## [Supplied data]
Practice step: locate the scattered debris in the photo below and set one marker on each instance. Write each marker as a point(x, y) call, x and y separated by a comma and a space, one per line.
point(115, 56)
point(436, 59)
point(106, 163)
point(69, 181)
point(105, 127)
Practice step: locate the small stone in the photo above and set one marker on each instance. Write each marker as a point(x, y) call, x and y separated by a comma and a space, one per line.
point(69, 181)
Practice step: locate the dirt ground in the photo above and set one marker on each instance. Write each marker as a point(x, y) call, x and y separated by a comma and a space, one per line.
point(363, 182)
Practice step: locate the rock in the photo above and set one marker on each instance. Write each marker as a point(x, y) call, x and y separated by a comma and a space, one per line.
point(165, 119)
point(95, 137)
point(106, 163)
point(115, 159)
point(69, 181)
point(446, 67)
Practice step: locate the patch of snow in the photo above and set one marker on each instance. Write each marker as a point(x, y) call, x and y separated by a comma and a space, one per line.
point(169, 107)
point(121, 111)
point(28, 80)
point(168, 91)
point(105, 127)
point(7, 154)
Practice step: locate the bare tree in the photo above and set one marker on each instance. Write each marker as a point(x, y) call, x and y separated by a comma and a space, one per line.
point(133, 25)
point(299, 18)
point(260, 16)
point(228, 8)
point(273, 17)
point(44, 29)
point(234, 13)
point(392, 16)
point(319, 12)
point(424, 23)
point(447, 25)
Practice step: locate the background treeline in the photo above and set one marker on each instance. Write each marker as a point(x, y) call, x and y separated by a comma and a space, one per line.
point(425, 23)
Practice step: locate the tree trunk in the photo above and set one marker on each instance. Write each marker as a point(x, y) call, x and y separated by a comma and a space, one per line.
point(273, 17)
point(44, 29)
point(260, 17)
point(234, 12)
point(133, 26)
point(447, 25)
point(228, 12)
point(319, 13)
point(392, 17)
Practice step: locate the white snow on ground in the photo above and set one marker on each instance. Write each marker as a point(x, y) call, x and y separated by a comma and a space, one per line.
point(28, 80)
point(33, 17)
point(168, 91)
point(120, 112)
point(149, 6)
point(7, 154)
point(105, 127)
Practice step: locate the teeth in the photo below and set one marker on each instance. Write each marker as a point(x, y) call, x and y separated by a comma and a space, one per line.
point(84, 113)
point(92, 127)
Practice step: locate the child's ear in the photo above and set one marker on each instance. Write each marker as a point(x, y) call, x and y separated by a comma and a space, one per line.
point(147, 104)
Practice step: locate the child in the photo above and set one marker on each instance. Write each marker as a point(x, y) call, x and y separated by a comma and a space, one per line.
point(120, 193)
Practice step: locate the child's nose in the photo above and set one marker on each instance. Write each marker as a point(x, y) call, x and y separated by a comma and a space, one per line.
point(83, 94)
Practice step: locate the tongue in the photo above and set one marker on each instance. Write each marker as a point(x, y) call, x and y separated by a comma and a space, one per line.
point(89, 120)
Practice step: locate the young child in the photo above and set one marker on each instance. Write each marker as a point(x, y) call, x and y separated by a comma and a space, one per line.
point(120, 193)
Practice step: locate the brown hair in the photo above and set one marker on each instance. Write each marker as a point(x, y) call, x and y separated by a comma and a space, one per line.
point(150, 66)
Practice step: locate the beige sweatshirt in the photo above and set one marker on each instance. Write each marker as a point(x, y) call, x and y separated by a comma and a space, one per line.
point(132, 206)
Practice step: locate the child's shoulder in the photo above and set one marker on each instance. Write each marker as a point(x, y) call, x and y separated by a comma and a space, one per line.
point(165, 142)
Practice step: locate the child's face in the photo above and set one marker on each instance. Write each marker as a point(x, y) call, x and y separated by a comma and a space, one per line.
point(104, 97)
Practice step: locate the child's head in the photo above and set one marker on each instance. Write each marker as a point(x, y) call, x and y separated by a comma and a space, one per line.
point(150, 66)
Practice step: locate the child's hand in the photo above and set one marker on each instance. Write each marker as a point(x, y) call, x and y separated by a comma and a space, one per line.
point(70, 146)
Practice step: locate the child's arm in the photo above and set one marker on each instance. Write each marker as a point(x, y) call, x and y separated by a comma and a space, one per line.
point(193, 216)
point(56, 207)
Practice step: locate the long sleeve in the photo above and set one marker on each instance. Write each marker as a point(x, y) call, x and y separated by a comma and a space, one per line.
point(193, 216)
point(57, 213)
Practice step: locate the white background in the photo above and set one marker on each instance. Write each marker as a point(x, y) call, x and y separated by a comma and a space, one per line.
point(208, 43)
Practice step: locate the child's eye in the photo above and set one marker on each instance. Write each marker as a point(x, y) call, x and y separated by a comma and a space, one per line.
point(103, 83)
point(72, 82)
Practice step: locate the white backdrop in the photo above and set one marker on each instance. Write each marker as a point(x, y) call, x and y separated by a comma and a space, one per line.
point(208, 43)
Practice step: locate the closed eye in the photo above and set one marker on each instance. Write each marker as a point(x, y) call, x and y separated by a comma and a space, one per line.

## [The task]
Rewrite the part that opens with the line containing "Practice step: locate the long" and runs through the end of the items, changing "instance" to "occurrence" wherever it appears and keeping everything else the same.

## [Task solution]
Practice step: locate the long sleeve in the photo above and set one marker on each occurrence. Write each marker as a point(x, y) call, x and y separated by a comma and a space, one per line.
point(193, 216)
point(57, 213)
Practice step: locate the white background in the photo above and set one marker on each occurrence. Write each marker as a point(x, y) call, x and y separated by a comma and a space, one per line.
point(208, 43)
Practice step: locate the child's eye in the photo above and set one marker on each occurrence. Write each marker as a point(x, y) call, x and y separated by a comma and a space, one per line.
point(103, 83)
point(72, 82)
Practice step: locate the white backdrop in the photo above and set one marker on each occurrence. Write each marker as a point(x, y) call, x and y separated by a comma and a space, one per line.
point(208, 43)
Practice step: locate the closed eye in the photo above and set one marker on each occurrence. Write each marker as a point(x, y) call, x and y separated by a comma and a space, one per line.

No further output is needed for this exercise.